Task data:
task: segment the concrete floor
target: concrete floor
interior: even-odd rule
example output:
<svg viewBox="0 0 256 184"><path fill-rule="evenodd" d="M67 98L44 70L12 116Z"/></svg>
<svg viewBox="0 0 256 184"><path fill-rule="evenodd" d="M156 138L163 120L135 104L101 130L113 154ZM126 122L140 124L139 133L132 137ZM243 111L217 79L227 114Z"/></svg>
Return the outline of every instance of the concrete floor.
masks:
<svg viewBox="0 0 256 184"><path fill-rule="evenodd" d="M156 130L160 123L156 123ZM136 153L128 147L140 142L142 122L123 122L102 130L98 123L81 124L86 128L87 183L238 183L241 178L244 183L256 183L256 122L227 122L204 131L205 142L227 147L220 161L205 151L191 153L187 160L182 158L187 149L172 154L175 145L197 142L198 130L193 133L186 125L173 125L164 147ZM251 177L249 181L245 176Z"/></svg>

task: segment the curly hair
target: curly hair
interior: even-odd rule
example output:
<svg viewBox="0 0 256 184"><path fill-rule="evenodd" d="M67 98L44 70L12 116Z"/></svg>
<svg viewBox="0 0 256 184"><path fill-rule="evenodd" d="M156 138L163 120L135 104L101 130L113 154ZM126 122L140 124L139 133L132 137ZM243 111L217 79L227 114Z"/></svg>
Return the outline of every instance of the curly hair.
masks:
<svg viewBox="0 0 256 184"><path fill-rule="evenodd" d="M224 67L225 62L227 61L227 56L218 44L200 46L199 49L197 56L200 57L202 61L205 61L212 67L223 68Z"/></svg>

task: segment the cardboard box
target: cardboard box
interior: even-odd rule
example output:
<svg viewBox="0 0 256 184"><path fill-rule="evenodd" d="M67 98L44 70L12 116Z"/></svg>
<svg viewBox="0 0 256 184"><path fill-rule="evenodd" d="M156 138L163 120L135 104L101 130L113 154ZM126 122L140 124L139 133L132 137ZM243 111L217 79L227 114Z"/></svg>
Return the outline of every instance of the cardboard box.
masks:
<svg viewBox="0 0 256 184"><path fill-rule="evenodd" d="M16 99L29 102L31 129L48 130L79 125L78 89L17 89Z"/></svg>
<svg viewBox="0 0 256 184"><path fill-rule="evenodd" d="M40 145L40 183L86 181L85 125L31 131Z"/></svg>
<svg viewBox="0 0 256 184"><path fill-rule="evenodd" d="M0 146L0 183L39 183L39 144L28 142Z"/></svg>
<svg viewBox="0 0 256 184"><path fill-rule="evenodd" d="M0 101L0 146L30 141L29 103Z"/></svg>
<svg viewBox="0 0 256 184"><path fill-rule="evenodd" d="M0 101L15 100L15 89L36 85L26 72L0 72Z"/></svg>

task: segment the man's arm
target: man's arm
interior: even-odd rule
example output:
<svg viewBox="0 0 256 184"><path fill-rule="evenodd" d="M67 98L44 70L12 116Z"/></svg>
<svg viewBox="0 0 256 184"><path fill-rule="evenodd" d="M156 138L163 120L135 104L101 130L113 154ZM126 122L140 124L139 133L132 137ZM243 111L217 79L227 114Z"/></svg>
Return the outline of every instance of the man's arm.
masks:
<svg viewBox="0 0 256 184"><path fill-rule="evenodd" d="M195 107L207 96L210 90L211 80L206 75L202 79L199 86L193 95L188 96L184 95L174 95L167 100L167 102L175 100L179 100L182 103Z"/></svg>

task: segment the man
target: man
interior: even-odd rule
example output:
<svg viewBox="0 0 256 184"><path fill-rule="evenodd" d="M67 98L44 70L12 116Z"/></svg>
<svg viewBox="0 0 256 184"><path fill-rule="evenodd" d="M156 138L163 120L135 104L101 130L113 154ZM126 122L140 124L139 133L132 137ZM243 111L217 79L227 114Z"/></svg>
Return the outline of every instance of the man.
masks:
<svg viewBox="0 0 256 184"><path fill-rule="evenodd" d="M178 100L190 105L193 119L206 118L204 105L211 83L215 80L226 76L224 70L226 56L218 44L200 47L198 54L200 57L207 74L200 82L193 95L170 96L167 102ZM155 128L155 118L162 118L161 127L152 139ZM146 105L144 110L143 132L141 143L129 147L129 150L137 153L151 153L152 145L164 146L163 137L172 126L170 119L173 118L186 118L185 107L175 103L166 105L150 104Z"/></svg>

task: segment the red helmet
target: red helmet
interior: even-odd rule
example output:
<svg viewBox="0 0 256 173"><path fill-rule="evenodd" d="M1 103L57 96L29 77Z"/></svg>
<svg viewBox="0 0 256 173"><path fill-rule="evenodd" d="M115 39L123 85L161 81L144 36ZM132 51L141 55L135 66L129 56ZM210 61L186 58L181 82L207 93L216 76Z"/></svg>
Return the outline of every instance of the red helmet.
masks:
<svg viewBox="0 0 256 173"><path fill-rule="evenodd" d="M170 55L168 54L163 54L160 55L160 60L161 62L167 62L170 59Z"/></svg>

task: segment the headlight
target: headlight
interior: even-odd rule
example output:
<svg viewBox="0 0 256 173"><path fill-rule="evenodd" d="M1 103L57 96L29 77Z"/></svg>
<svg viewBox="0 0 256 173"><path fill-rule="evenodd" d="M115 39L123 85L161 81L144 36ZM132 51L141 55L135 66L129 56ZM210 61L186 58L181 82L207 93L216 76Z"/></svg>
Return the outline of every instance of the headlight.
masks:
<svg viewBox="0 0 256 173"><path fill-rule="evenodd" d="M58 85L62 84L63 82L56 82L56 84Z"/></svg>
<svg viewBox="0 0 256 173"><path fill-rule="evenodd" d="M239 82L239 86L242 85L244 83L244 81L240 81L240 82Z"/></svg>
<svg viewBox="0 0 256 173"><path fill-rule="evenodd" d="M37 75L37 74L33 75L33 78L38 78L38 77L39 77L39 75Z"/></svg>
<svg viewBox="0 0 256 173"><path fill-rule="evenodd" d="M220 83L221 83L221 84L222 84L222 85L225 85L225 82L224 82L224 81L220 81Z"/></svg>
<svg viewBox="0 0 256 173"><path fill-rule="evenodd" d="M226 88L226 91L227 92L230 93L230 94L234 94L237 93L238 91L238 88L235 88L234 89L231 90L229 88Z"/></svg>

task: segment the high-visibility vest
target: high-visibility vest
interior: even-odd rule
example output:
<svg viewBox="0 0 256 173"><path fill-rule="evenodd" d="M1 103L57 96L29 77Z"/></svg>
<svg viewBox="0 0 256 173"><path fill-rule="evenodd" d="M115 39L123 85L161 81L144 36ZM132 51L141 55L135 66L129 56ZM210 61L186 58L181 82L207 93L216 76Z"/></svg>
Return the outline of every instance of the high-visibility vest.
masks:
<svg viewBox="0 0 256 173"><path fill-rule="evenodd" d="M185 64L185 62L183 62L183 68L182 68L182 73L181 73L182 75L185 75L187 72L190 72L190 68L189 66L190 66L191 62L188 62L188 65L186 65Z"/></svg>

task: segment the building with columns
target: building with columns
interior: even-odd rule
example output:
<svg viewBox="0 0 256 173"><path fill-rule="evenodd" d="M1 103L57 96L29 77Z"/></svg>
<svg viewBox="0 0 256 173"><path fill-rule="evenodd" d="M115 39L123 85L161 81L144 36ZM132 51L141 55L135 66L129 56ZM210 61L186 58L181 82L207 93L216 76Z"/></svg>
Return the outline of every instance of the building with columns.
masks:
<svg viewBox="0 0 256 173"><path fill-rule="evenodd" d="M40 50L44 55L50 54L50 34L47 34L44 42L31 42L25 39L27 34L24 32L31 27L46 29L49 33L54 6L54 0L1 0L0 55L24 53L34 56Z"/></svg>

Task objective: Rewrite all of the records above with "even-odd rule" changed to "nonzero winding rule" wherever it appears, leaving every other character unchanged.

Answer for the task:
task: segment the concrete floor
target: concrete floor
interior: nonzero winding rule
example output:
<svg viewBox="0 0 256 184"><path fill-rule="evenodd" d="M67 98L44 70L12 116Z"/></svg>
<svg viewBox="0 0 256 184"><path fill-rule="evenodd" d="M156 138L163 120L135 104L101 130L113 154ZM126 122L140 124L139 133L132 137ZM243 111L217 79L227 114Z"/></svg>
Return the outline of every instance of the concrete floor.
masks:
<svg viewBox="0 0 256 184"><path fill-rule="evenodd" d="M156 130L160 123L156 123ZM136 153L128 147L140 142L142 122L123 122L102 130L98 123L81 124L86 128L87 183L238 183L241 178L244 183L256 183L256 122L227 122L204 131L205 142L227 147L220 161L205 151L191 153L187 160L182 158L187 149L172 154L175 145L197 142L198 130L193 133L186 125L173 125L164 147ZM251 177L249 181L245 176Z"/></svg>

task: segment the curly hair
target: curly hair
interior: nonzero winding rule
example output:
<svg viewBox="0 0 256 184"><path fill-rule="evenodd" d="M67 98L44 70L12 116Z"/></svg>
<svg viewBox="0 0 256 184"><path fill-rule="evenodd" d="M156 138L163 120L135 104L101 130L113 154ZM126 122L140 124L139 133L132 137ZM243 111L217 79L227 114Z"/></svg>
Return the outline of every instance of the curly hair.
masks:
<svg viewBox="0 0 256 184"><path fill-rule="evenodd" d="M224 67L225 62L227 61L227 56L218 44L200 46L199 49L197 56L200 57L202 61L205 61L212 67L223 68Z"/></svg>

task: segment the cardboard box
target: cardboard box
interior: nonzero winding rule
example output:
<svg viewBox="0 0 256 184"><path fill-rule="evenodd" d="M67 98L44 70L12 116Z"/></svg>
<svg viewBox="0 0 256 184"><path fill-rule="evenodd" d="M156 138L163 120L135 104L101 130L113 154ZM126 122L140 124L139 133L132 137ZM243 111L217 79L227 114Z"/></svg>
Return the outline of every instance of the cardboard box.
masks:
<svg viewBox="0 0 256 184"><path fill-rule="evenodd" d="M16 99L29 102L31 129L48 130L79 125L78 89L17 89Z"/></svg>
<svg viewBox="0 0 256 184"><path fill-rule="evenodd" d="M40 145L40 183L86 181L85 125L31 131Z"/></svg>
<svg viewBox="0 0 256 184"><path fill-rule="evenodd" d="M0 146L0 183L39 183L39 144L28 142Z"/></svg>
<svg viewBox="0 0 256 184"><path fill-rule="evenodd" d="M0 101L0 146L30 141L29 103Z"/></svg>
<svg viewBox="0 0 256 184"><path fill-rule="evenodd" d="M0 101L15 100L15 89L36 85L26 72L0 72Z"/></svg>

task: segment the man's arm
target: man's arm
interior: nonzero winding rule
example output:
<svg viewBox="0 0 256 184"><path fill-rule="evenodd" d="M67 98L44 70L12 116Z"/></svg>
<svg viewBox="0 0 256 184"><path fill-rule="evenodd" d="M156 138L163 120L135 104L101 130L113 154ZM126 122L140 124L139 133L132 137ZM243 111L217 79L227 114Z"/></svg>
Return the outline of every instance of the man's arm.
masks:
<svg viewBox="0 0 256 184"><path fill-rule="evenodd" d="M195 107L207 96L210 90L211 80L206 75L202 79L199 86L193 95L188 96L184 95L174 95L167 100L167 102L175 100L179 100L182 103Z"/></svg>

task: segment the man
target: man
interior: nonzero winding rule
example output:
<svg viewBox="0 0 256 184"><path fill-rule="evenodd" d="M67 98L44 70L12 116Z"/></svg>
<svg viewBox="0 0 256 184"><path fill-rule="evenodd" d="M156 138L163 120L135 104L101 130L113 154ZM126 122L140 124L139 133L132 137ZM243 111L217 79L227 114Z"/></svg>
Return the outline of every instance of the man.
masks:
<svg viewBox="0 0 256 184"><path fill-rule="evenodd" d="M178 100L190 105L193 119L206 118L204 105L211 83L215 80L226 76L224 70L226 56L218 44L200 47L198 54L200 57L207 74L200 82L193 95L170 96L167 102ZM155 128L155 118L162 118L161 127L152 139ZM146 105L144 110L143 132L141 143L129 147L129 150L137 153L151 153L152 145L164 146L163 137L172 126L170 119L173 118L186 118L185 107L175 103L166 105L150 104Z"/></svg>

task: segment the red helmet
target: red helmet
interior: nonzero winding rule
example output:
<svg viewBox="0 0 256 173"><path fill-rule="evenodd" d="M1 103L57 96L29 77Z"/></svg>
<svg viewBox="0 0 256 173"><path fill-rule="evenodd" d="M115 39L123 85L161 81L144 36ZM132 51L141 55L135 66L129 56ZM210 61L186 58L181 82L207 93L216 76Z"/></svg>
Return the outline of every instance of the red helmet.
masks:
<svg viewBox="0 0 256 173"><path fill-rule="evenodd" d="M170 55L168 54L163 54L160 55L160 60L161 62L167 62L170 59Z"/></svg>

task: segment the headlight
target: headlight
interior: nonzero winding rule
example output:
<svg viewBox="0 0 256 173"><path fill-rule="evenodd" d="M1 103L57 96L29 77Z"/></svg>
<svg viewBox="0 0 256 173"><path fill-rule="evenodd" d="M115 39L123 85L161 81L144 36ZM132 51L141 55L135 66L129 56ZM210 61L186 58L181 82L207 93L216 76Z"/></svg>
Return the outline of every instance of the headlight.
masks:
<svg viewBox="0 0 256 173"><path fill-rule="evenodd" d="M58 85L62 84L63 82L56 82L56 84Z"/></svg>
<svg viewBox="0 0 256 173"><path fill-rule="evenodd" d="M239 82L239 86L242 85L244 83L244 81L240 81L240 82Z"/></svg>
<svg viewBox="0 0 256 173"><path fill-rule="evenodd" d="M37 75L37 74L33 75L33 78L38 78L38 77L39 77L39 75Z"/></svg>
<svg viewBox="0 0 256 173"><path fill-rule="evenodd" d="M220 83L221 83L221 84L222 84L222 85L225 85L225 82L224 82L224 81L220 81Z"/></svg>
<svg viewBox="0 0 256 173"><path fill-rule="evenodd" d="M226 88L226 91L227 92L230 93L230 94L234 94L237 93L238 91L238 88L235 88L234 89L231 90L229 88Z"/></svg>

task: segment the high-visibility vest
target: high-visibility vest
interior: nonzero winding rule
example output:
<svg viewBox="0 0 256 173"><path fill-rule="evenodd" d="M1 103L57 96L29 77Z"/></svg>
<svg viewBox="0 0 256 173"><path fill-rule="evenodd" d="M115 39L123 85L161 81L144 36ZM132 51L141 55L135 66L129 56ZM210 61L186 58L181 82L207 93L216 76Z"/></svg>
Return the outline of every instance of the high-visibility vest.
masks:
<svg viewBox="0 0 256 173"><path fill-rule="evenodd" d="M185 64L185 62L183 62L183 68L182 68L182 73L181 73L182 75L185 75L187 72L190 72L190 68L189 66L190 66L191 62L188 62L188 65L186 65Z"/></svg>

task: segment the building with columns
target: building with columns
interior: nonzero winding rule
example output:
<svg viewBox="0 0 256 173"><path fill-rule="evenodd" d="M1 103L57 96L29 77Z"/></svg>
<svg viewBox="0 0 256 173"><path fill-rule="evenodd" d="M115 39L123 85L161 81L144 36ZM132 51L141 55L135 66L129 56ZM210 61L186 58L181 82L207 93L216 76Z"/></svg>
Return the outline of every instance of the building with columns.
masks:
<svg viewBox="0 0 256 173"><path fill-rule="evenodd" d="M40 50L44 55L50 54L50 34L47 34L44 42L31 42L25 39L27 34L24 32L31 27L46 29L49 33L54 6L54 0L1 0L0 55L24 53L34 56Z"/></svg>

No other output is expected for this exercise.